▶ WHAT NEEDS TO BE DONE
Each line below must be written out exactly as shown.

▶ INPUT MATERIAL
•••

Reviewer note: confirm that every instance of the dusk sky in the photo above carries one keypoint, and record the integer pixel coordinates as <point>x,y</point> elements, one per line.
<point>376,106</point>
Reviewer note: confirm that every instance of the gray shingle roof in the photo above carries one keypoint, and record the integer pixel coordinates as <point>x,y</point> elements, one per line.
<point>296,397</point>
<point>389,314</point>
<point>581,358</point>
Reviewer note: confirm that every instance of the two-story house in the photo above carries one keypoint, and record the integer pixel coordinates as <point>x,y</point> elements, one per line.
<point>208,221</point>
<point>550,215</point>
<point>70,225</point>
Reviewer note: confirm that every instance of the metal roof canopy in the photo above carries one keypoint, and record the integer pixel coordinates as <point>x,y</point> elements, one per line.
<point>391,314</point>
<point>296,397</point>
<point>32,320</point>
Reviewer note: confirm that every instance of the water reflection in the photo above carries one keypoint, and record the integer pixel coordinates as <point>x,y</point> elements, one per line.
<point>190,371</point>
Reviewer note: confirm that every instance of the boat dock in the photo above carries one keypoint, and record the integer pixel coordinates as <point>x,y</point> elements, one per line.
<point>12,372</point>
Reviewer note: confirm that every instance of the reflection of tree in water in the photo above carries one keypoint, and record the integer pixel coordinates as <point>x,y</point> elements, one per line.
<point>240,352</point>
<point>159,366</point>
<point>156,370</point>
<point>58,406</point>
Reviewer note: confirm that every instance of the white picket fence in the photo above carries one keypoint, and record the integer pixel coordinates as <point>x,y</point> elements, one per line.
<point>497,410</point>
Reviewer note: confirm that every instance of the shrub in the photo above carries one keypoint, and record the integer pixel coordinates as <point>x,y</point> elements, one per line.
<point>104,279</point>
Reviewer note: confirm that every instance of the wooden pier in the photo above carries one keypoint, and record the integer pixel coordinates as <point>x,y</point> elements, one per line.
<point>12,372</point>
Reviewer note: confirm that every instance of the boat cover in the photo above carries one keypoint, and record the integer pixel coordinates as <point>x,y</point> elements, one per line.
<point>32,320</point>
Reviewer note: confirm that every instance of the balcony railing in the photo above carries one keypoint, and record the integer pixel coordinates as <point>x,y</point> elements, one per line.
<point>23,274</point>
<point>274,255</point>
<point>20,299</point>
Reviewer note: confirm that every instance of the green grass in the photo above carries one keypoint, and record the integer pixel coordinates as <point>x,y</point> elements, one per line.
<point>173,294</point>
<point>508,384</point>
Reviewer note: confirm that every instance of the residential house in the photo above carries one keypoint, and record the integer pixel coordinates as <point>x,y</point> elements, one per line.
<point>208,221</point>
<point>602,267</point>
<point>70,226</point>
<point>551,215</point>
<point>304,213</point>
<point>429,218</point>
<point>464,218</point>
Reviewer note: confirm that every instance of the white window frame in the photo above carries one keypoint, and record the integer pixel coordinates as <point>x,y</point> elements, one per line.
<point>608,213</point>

•••

▶ ANSWER SPACE
Reviewer note: confirm that every instance of the dusk sky in the photo above carries one keypoint, and record the integer pixel coordinates as <point>x,y</point> elements, one per line.
<point>376,106</point>
Reviewer note: confirm that every instance of the gray shingle roof in the photo above carries one keypoint, and record the integer pixel coordinates as <point>x,y</point> elements, one per line.
<point>296,397</point>
<point>389,314</point>
<point>581,358</point>
Reviewer note: confirm that every instance of the two-story house in the photo above carries one keypoint, and record the integer pixel coordinates as <point>x,y</point> elements, one per line.
<point>208,221</point>
<point>550,215</point>
<point>70,225</point>
Reviewer note: confirm that every instance of the metal roof canopy in the photo above carries one keypoint, and record the integer pixel coordinates as <point>x,y</point> elements, one per line.
<point>391,314</point>
<point>296,397</point>
<point>32,320</point>
Reviewer note: confirm that every instance of the water reflection in the photo above carries one keypoint, and record the integer pixel coordinates as <point>x,y</point> elements, one per line.
<point>190,371</point>
Reviewer note: confirm that every instance of the boat dock in the photo above carries one keypoint, and record the integer pixel coordinates as <point>x,y</point> elements, one per line.
<point>12,372</point>
Reviewer note: confirm that every instance of the reflection of tree in water in the photo above carries one keypoint, and record the integer pixel coordinates as <point>x,y</point> elements, one per line.
<point>240,352</point>
<point>159,366</point>
<point>156,370</point>
<point>58,406</point>
Reviewer note: confirm that every instance of the white picket fence in the photo above carries one keypoint, and record the integer pixel coordinates as <point>x,y</point> elements, one per line.
<point>497,410</point>
Reviewer note: confirm that every instance of the shrub in the photo above carries one keypoint, and record the integer pixel coordinates as <point>x,y</point> elements, one per line.
<point>104,279</point>
Reviewer note: confirm that every instance of the wooden pier in the photo above carries one keypoint, and record the integer pixel coordinates as <point>x,y</point> elements, one per line.
<point>12,372</point>
Reviewer note: confirm that every instance of the boat cover in the photo above carries one keypoint, and record the integer pixel coordinates as <point>x,y</point> elements, one per line.
<point>32,320</point>
Reviewer note: confirm that every instance of the balcony railing in the photo above carries one keypoint, and record the integer pixel coordinates as <point>x,y</point> elements, one per line.
<point>23,274</point>
<point>274,255</point>
<point>20,299</point>
Reviewer note: confirm that every instance of the green grass in the photo above carries one keypoint, and record the integer pixel coordinates as <point>x,y</point> elements, one per line.
<point>173,294</point>
<point>508,384</point>
Reviewer note: confirm that every instance of the residential house in the photo above carries one keypoint, and record the integer pixel coordinates as <point>x,y</point> elements, one per line.
<point>208,221</point>
<point>602,267</point>
<point>70,226</point>
<point>551,215</point>
<point>304,213</point>
<point>429,218</point>
<point>464,218</point>
Reviewer note: confirm that every instance of the white window frame in the photo above carries one keypoint, and record the integer pixel coordinates as <point>x,y</point> elements, one per line.
<point>608,213</point>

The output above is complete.